- [Source records]:
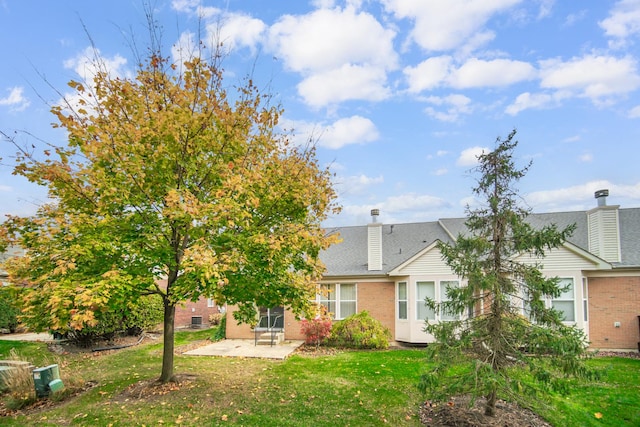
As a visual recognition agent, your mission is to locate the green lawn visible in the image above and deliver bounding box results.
[0,332,638,426]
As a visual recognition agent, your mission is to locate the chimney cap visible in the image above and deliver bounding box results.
[594,189,609,199]
[371,208,380,216]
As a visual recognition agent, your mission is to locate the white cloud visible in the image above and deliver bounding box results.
[267,6,397,108]
[171,0,218,18]
[578,153,593,163]
[0,87,30,112]
[404,57,535,93]
[599,0,640,47]
[337,190,455,225]
[283,115,379,149]
[536,0,555,19]
[385,193,449,211]
[381,0,522,52]
[404,56,453,92]
[268,7,397,73]
[172,31,198,66]
[562,135,581,143]
[564,10,587,27]
[526,180,640,209]
[0,185,12,192]
[171,0,201,13]
[505,91,569,115]
[628,105,640,118]
[63,47,128,83]
[317,116,380,149]
[297,64,391,107]
[208,12,266,53]
[312,0,365,9]
[60,47,129,115]
[449,58,536,88]
[424,94,472,122]
[539,54,640,100]
[335,174,384,196]
[433,168,448,176]
[457,146,488,166]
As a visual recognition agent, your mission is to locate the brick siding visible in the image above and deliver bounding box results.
[588,276,640,349]
[225,281,396,341]
[174,299,222,329]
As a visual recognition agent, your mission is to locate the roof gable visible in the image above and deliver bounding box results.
[388,241,455,276]
[514,242,611,271]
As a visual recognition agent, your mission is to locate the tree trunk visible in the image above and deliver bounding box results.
[485,389,497,416]
[159,299,176,383]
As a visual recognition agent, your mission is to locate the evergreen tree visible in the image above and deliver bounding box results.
[420,129,597,415]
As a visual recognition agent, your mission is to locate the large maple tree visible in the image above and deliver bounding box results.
[1,52,339,382]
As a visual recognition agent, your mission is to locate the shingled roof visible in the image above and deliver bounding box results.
[320,207,640,277]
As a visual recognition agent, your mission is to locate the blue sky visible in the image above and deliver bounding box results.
[1,0,640,227]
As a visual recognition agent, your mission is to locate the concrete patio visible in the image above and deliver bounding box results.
[184,339,303,360]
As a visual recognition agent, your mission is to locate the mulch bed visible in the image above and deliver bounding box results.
[419,396,551,427]
[419,350,639,426]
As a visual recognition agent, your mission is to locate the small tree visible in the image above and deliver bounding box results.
[1,37,338,382]
[0,286,20,333]
[300,305,332,349]
[420,130,596,415]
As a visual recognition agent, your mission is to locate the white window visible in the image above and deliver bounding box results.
[416,281,435,321]
[552,278,575,322]
[582,277,588,322]
[319,283,357,319]
[207,298,215,308]
[397,282,408,320]
[439,280,459,321]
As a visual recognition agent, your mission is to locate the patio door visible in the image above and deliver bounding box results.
[257,306,284,330]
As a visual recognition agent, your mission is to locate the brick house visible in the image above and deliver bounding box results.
[225,190,640,350]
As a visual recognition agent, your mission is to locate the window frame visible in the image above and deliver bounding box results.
[415,279,462,322]
[397,281,408,320]
[416,281,436,321]
[439,280,460,321]
[318,283,357,320]
[551,277,576,323]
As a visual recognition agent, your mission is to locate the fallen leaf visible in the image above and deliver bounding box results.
[594,412,603,419]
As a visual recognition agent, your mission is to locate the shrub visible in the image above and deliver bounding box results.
[61,295,164,346]
[300,313,332,349]
[0,286,21,333]
[211,314,226,342]
[209,312,223,326]
[329,311,391,349]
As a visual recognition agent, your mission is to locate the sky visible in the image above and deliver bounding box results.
[1,0,640,227]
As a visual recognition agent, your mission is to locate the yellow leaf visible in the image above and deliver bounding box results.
[594,412,603,419]
[221,414,228,421]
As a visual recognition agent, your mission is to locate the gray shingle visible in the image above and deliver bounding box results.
[321,207,640,276]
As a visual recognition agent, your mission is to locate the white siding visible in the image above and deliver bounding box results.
[396,247,455,275]
[515,246,600,271]
[587,207,621,262]
[367,223,383,271]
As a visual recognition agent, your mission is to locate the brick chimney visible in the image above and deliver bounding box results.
[367,209,382,271]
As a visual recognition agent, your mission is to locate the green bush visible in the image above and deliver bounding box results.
[62,295,163,346]
[0,286,20,333]
[328,311,391,349]
[211,313,226,342]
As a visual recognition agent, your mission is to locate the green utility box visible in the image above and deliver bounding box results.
[33,364,61,398]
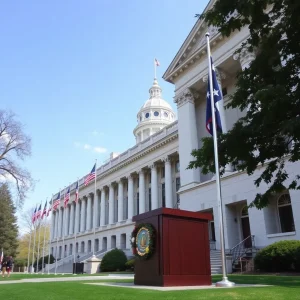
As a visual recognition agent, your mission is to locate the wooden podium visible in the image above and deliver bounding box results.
[132,208,212,287]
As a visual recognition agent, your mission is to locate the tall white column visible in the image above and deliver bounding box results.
[80,199,86,232]
[128,175,134,220]
[86,194,92,230]
[58,208,62,238]
[139,170,146,214]
[118,180,124,222]
[109,184,115,224]
[164,158,173,208]
[74,201,80,234]
[174,89,200,187]
[100,189,106,226]
[69,203,74,235]
[65,206,69,236]
[93,192,99,228]
[150,164,158,210]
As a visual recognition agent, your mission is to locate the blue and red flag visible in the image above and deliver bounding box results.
[32,206,37,223]
[64,186,70,208]
[74,181,79,203]
[35,204,42,220]
[206,57,223,135]
[52,192,61,211]
[41,201,47,219]
[84,163,96,186]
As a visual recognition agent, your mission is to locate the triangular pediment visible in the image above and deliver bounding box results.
[163,0,219,83]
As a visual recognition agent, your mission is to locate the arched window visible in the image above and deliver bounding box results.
[241,206,248,217]
[277,194,295,233]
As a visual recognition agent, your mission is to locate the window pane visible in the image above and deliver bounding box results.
[279,205,295,232]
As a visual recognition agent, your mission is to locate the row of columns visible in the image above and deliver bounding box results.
[174,49,255,187]
[51,157,175,240]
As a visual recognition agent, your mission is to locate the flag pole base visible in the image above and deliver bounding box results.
[216,277,235,287]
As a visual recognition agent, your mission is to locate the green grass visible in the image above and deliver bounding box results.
[0,275,299,299]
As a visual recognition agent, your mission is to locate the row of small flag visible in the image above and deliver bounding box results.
[32,163,96,224]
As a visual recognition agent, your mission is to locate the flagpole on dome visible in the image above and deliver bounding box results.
[205,32,234,287]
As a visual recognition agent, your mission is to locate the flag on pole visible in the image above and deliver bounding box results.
[46,205,52,217]
[32,206,37,223]
[154,58,160,66]
[41,201,47,219]
[74,181,79,203]
[206,57,223,136]
[84,163,96,186]
[36,204,42,220]
[64,186,70,208]
[52,192,60,211]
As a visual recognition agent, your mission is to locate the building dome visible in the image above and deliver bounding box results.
[133,78,176,143]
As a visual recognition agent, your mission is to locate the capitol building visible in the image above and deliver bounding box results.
[49,0,300,273]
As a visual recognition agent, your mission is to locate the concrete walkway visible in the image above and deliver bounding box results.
[0,274,134,285]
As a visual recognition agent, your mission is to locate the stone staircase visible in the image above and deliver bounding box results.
[210,250,222,274]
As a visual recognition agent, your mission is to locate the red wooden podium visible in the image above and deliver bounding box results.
[132,208,212,286]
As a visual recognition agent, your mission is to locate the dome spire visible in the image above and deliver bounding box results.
[149,77,162,99]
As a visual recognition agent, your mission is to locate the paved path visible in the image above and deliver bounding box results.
[0,275,134,285]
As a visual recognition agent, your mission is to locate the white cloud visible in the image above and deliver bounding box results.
[83,144,91,150]
[93,147,107,153]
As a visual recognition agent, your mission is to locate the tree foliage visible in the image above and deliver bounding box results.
[190,1,300,209]
[0,110,33,206]
[0,183,19,257]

- [The problem]: Return the data exactly. Do not carry over any images.

- [Response to the task]:
As a visual recognition agent, your mission is to locate the green lawn visible in the image above and deliver bounding box results.
[0,332,638,426]
As a visual recognition agent, your mission is to locate the chimney cap visible in the image above and deliver bounding box results.
[594,189,609,199]
[371,208,380,216]
As a visual recognition agent, your mission is to locate the white cloud visible in the image above and deliver bounding box results.
[267,6,397,108]
[171,0,218,18]
[578,153,593,163]
[0,87,30,112]
[404,57,535,93]
[599,0,640,47]
[337,190,455,225]
[283,115,379,149]
[536,0,555,19]
[385,193,449,211]
[381,0,522,52]
[404,56,453,92]
[268,7,397,73]
[172,31,198,66]
[562,135,581,143]
[564,10,587,27]
[526,180,640,209]
[0,185,12,192]
[171,0,201,13]
[505,91,569,115]
[628,105,640,118]
[63,47,128,83]
[317,116,380,149]
[297,64,391,107]
[208,12,266,53]
[312,0,365,9]
[60,47,129,115]
[449,58,536,88]
[424,94,472,122]
[539,54,640,100]
[335,174,384,196]
[433,168,448,176]
[457,146,488,166]
As a visual recognition agent, your mission is to locate the brick siding visible in the image above and deliver bounding box results.
[588,276,640,349]
[225,281,396,341]
[174,299,222,329]
As a visual recognition agent, your mission is to locate the roof gable visible in the image above and deliver bounding box results.
[388,241,455,276]
[514,242,611,271]
As a visual recognition agent, your mission is to locate the tree trunk visible in the image above and deliver bounding box results.
[485,389,497,416]
[159,299,176,383]
As a visual recognition agent, your mission is to locate the evergreen tree visible in the image above and deliver bounding box results.
[420,129,597,415]
As a visual recognition agent, your mission is to locate the large maple tree visible in the image above and deliver bounding box results.
[1,52,339,382]
As a visual recognition agent, your mission is to locate the shingled roof visible in the image above and deliver bounding box results.
[320,207,640,277]
As a visual recognition agent, your mission is to locate the blue sky visible in the image above and deliver bounding box results.
[1,0,640,227]
As a visual recognition agent, your mission is to locate the concrete patio visible in the image above and deliver bounding box results.
[184,339,303,360]
As a visual recognition agent, your mission is to locate the mulch bed visible in the image above and deliver bounding box results.
[419,396,551,427]
[419,350,639,426]
As a visual recognition agent, your mission is to locate the small tree visible in the image above and deliver bounding box results.
[1,37,338,382]
[0,286,20,333]
[300,305,332,349]
[420,130,596,415]
As a visual recognition agent, your mission is to locate the white window visible in the image above and deliver bounding box results.
[416,281,435,321]
[552,278,575,322]
[582,277,588,322]
[319,283,357,319]
[207,298,215,308]
[397,282,408,320]
[439,280,459,321]
As a visual recognition agent, your mission is to locate the patio door visible in the image above and deliver bounding box results.
[257,306,284,330]
As a visual recognition agent, your mission is to locate the brick house visible in the image above and deliver bounding box results.
[225,190,640,350]
As a visual recognition agent, your mission is to locate the window frame visible in the image above and deliver bounding box results.
[415,279,462,322]
[397,281,408,320]
[416,281,436,321]
[439,280,460,321]
[318,283,357,320]
[551,277,576,323]
As a visual recognition agent, your mission is to locate the fallen leaf visible in the image above and deliver bounding box results.
[594,412,603,419]
As a visual recognition agent, your mission is to locate the shrub visible in the image above and deliver bounding box results.
[61,295,164,346]
[300,313,332,349]
[0,286,21,333]
[211,314,226,342]
[209,312,223,326]
[329,311,391,349]
As a visual recognition agent, your mission is to locate the sky visible in the image above and deliver bounding box results.
[1,0,640,227]
As a visual recognition agent, your mission is to locate the yellow leaf visible in the image above and deliver bounding box results.
[594,412,603,419]
[221,414,228,421]
As a visual recognition agent, your mission is to locate the gray shingle visible in the image above and deliver bounding box results.
[321,207,640,276]
As a visual recognition agent, your mission is to locate the white siding visible in the image above and deliver bounding box results.
[396,247,455,275]
[515,246,600,271]
[587,207,621,262]
[367,223,383,271]
As a visual recognition agent, your mission is to locate the brick chimney visible in the image above and deliver bounding box results.
[367,209,382,271]
As a visual recognition agent, your mission is to locate the green bush visible in the image above and deliver bounding box results.
[62,295,163,346]
[0,286,20,333]
[328,311,391,349]
[211,313,226,342]
As a visual recognition agent, your mission is to locate the green utility box visible in the image above and deliver bounding box results.
[33,364,61,398]
As a visual recognition agent, your mission is to locate the wooden podium visible in the image above and deliver bounding box results.
[132,208,212,287]
As a visual recognition agent, your mission is to locate the tall white column visible in the image above and deliver bounding box results.
[80,199,86,232]
[128,175,134,220]
[86,194,92,230]
[58,208,62,238]
[139,170,146,214]
[118,180,124,222]
[109,184,115,224]
[164,158,173,208]
[74,201,80,234]
[174,89,200,187]
[100,189,106,226]
[69,203,74,235]
[65,206,69,236]
[93,192,99,228]
[150,164,158,210]
As a visual recognition agent, your mission is to locate the blue and red flag visible in the image above and deliver bounding box results.
[32,206,37,223]
[64,186,70,208]
[74,181,79,203]
[35,204,42,220]
[206,57,223,135]
[52,192,61,211]
[41,201,47,219]
[84,163,96,186]
As a visual recognition agent, your mission is to locate the triangular pediment visible in the image above and deliver bounding box results.
[163,0,219,83]
As a visual recognition agent, your mission is to locate the arched window visible in the image above and deliver bounding box results.
[241,206,248,217]
[277,194,295,233]
As a visual recognition agent, your mission is to locate the window pane visible in the image above and deliver bounding box results.
[279,205,295,232]
As a visual recognition agent, your mission is to locate the row of columns visible in the image above and deliver bounding box results.
[174,49,255,187]
[51,157,175,240]
As a visual recognition agent, your mission is to locate the flag pole base visible in the image above and deliver bounding box results.
[216,277,235,287]
As a visual recognition agent, your mission is to locate the green grass visible in the image above and deliver bounding box results.
[0,275,299,299]
As a visual recognition agent, your mission is to locate the row of small flag visible in the image above and deliver bounding box results.
[32,163,96,224]
As a visual recognition agent, your mission is to locate the flagpole on dome visible in the image above and deliver bounding box results.
[205,32,234,287]
As a visual recognition agent, your mission is to locate the flag on pole visible in the image above and deliver bounding box results.
[46,205,52,217]
[32,206,37,223]
[154,58,160,66]
[41,201,47,219]
[74,181,79,203]
[206,57,223,136]
[84,163,96,186]
[36,204,42,220]
[64,186,70,208]
[52,192,60,211]
As a visual recognition agent, your mission is to locate the building dome visible in the image above and deliver bounding box results.
[133,78,176,143]
As a visual recognition agent, your mission is to locate the capitol building visible in the image above and deliver bounding box results.
[49,0,300,273]
As a visual recognition agent, your mission is to locate the concrete walkway visible in the image above and deliver bounding box results.
[0,274,134,285]
As a visual recognition agent, your mission is to locate the stone staircase visible in the image above and deliver bounding box results.
[210,250,222,274]
As a visual recognition agent, your mission is to locate the red wooden podium visible in the image above and deliver bounding box results.
[132,208,212,286]
As a visual recognition agent, your mission is to locate the dome spire visible in the image above and deliver bounding box results.
[149,77,162,99]
As a visual recognition agent, your mission is to locate the paved path visible in the image above and deliver bounding box results.
[0,275,134,285]
As a visual recognition agent, your mission is to locate the white cloud visible in the image above and deliver bounding box results.
[83,144,91,150]
[93,147,107,153]
As a visual recognition agent, your mission is to locate the tree foliage visible in the image above and deliver bounding box results.
[190,1,300,209]
[0,110,33,206]
[0,183,19,257]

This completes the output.